Exercise details ::
Only the lines of the data below from the one with "Q: Locate the tree in" through the one with "Q: Locate the cumulus" are wanted. Repeat them exactly.

[Referring expression pointing data]

━━━━━━━━━━

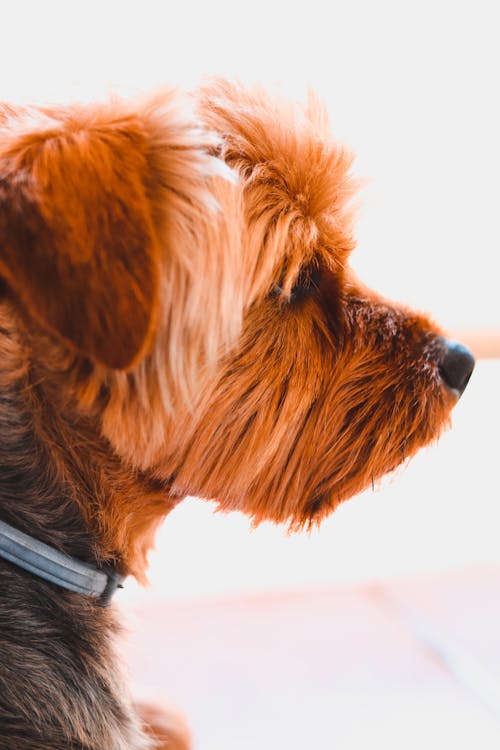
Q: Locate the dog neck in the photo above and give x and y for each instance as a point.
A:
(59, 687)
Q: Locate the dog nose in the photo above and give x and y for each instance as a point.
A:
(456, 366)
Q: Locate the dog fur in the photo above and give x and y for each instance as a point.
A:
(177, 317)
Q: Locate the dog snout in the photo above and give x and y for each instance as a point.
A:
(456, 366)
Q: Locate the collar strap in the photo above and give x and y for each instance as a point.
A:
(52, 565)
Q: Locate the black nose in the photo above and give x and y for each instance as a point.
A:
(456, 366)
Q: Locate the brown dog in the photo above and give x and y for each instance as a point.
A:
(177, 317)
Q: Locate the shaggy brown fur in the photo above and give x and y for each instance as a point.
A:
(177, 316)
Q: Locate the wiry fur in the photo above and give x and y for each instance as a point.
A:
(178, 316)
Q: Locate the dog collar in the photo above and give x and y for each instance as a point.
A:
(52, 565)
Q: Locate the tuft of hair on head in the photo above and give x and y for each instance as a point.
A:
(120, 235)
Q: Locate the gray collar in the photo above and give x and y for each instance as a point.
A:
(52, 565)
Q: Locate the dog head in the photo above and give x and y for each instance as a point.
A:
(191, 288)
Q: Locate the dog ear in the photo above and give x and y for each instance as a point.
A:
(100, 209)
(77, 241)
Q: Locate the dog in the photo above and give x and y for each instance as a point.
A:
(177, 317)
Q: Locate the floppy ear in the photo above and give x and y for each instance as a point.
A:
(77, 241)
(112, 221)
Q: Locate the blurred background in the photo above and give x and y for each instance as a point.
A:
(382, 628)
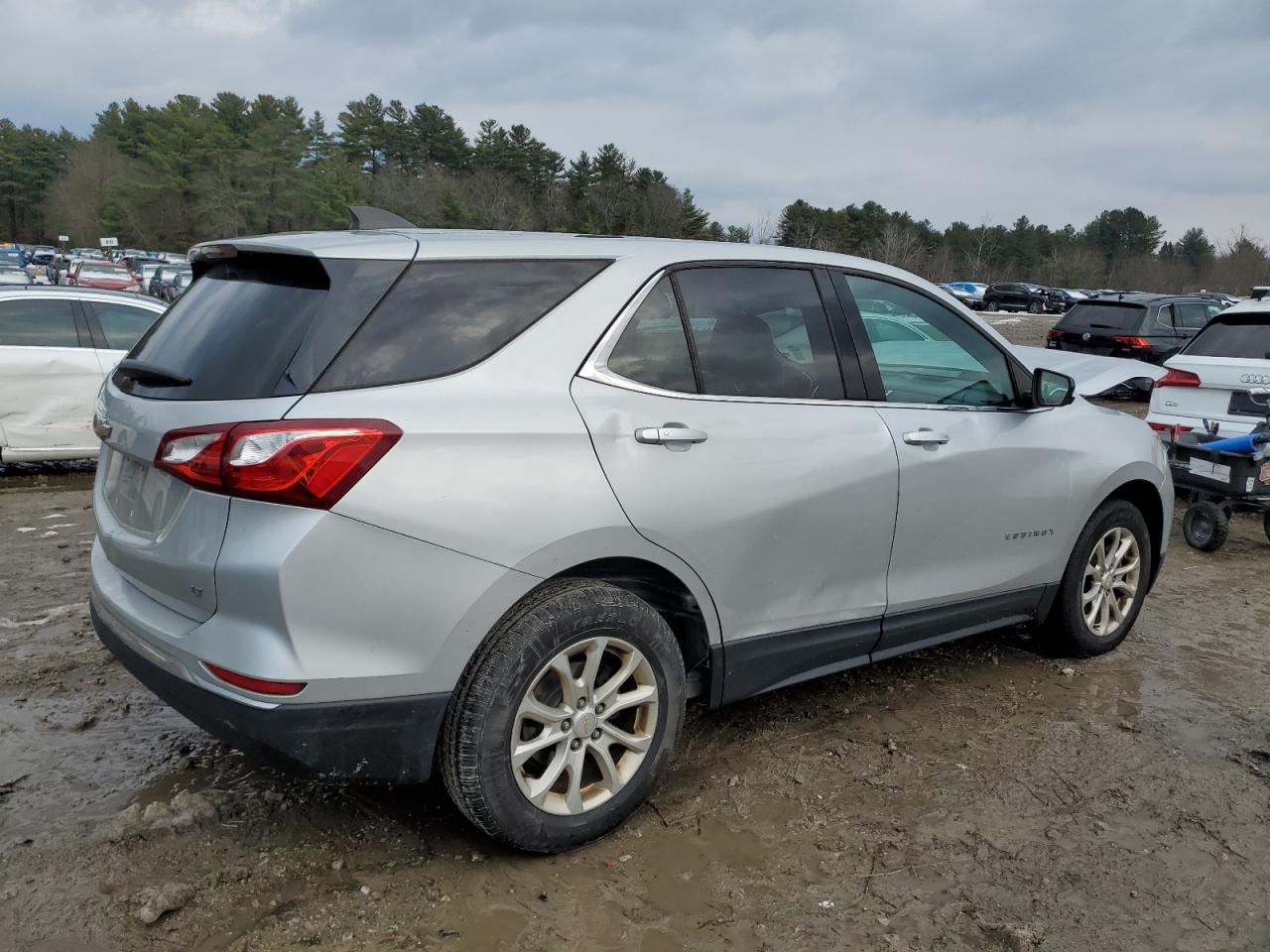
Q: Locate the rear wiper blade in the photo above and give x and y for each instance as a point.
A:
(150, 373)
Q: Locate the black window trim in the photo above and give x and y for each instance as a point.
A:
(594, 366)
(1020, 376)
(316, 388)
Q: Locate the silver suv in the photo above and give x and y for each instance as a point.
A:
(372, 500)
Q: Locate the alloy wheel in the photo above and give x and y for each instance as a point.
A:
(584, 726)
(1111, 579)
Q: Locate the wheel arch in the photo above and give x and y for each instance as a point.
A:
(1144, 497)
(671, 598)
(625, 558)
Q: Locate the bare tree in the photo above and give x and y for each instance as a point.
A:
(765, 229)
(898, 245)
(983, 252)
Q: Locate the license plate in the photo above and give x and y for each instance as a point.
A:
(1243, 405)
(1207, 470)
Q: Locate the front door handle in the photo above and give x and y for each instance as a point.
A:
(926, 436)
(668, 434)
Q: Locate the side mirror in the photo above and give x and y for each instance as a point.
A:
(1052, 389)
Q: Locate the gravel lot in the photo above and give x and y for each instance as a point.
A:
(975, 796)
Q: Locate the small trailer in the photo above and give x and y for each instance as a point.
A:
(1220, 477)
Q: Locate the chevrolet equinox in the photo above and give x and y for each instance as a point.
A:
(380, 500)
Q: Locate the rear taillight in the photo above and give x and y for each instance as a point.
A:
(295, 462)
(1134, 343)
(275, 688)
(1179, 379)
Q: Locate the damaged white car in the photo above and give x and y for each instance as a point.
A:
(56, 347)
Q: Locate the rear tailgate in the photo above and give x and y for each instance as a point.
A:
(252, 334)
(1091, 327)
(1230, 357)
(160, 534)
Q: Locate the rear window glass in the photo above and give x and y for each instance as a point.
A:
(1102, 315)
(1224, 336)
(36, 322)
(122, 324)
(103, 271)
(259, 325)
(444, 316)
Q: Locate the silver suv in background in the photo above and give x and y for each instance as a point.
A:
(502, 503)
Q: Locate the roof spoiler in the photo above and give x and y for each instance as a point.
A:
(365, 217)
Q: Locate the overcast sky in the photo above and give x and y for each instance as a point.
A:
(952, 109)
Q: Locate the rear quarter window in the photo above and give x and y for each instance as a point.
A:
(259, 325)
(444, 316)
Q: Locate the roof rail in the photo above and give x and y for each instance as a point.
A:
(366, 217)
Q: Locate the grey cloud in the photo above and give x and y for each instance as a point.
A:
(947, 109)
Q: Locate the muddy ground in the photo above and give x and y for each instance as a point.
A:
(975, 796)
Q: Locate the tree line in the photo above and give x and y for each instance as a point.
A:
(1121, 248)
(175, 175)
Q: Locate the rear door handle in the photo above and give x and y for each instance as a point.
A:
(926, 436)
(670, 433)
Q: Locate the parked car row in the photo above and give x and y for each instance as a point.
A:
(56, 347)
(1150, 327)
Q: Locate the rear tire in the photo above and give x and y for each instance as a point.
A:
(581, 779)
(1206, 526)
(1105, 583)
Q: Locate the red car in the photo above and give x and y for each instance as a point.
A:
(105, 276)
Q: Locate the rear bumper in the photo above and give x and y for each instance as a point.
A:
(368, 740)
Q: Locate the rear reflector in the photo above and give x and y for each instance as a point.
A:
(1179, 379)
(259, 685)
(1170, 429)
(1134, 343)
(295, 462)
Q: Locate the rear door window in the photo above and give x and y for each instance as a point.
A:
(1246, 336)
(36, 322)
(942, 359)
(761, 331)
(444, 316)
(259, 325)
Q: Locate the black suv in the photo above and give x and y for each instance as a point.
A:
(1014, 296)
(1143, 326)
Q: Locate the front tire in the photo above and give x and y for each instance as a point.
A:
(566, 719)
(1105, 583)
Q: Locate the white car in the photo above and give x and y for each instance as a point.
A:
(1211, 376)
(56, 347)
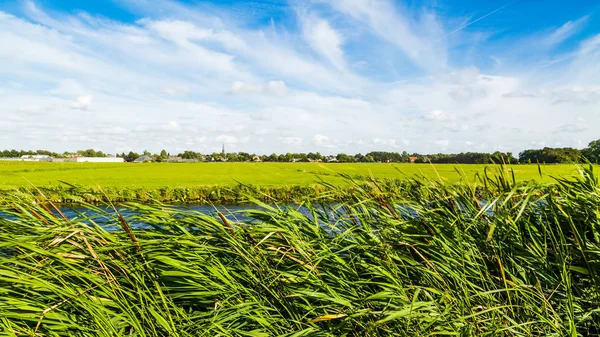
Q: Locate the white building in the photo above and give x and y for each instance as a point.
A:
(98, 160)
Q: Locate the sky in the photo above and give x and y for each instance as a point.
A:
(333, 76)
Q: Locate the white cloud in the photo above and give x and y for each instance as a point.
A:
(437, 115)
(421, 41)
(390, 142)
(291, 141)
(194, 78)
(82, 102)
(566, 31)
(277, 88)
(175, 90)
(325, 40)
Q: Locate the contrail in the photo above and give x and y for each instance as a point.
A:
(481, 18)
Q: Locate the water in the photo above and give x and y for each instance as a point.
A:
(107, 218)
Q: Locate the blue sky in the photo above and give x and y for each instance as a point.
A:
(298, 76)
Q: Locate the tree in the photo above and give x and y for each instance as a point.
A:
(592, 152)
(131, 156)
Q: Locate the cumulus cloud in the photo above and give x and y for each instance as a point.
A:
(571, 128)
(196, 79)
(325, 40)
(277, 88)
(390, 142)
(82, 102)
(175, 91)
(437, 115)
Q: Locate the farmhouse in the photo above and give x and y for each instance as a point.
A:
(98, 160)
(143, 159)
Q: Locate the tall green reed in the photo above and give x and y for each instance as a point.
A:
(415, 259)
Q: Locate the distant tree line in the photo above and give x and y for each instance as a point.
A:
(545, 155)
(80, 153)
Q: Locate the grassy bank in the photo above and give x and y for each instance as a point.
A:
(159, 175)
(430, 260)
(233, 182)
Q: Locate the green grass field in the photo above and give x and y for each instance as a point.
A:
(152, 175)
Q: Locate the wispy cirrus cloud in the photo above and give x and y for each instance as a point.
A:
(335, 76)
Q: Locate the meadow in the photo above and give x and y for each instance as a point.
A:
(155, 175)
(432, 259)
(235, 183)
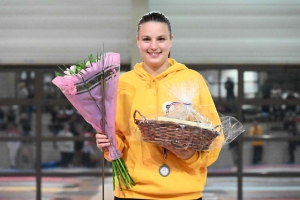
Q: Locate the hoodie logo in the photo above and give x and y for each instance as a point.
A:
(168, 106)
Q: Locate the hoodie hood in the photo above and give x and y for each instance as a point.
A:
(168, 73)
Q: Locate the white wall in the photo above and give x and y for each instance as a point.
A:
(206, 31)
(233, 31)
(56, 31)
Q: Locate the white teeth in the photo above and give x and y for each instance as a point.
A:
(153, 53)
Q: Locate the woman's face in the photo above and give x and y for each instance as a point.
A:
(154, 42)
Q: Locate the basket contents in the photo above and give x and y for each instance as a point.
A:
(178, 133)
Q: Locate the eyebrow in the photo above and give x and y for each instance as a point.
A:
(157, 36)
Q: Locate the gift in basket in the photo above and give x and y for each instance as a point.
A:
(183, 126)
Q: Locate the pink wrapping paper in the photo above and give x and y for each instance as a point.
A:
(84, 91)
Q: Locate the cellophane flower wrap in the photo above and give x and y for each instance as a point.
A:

━━━━━━━━━━

Exercise result ::
Q: Locate the tree in the photo above and give x and y for each instance as a point.
A:
(592, 152)
(131, 156)
Q: Locate the cumulus cloud in the photo above and give x and y for each instance as a point.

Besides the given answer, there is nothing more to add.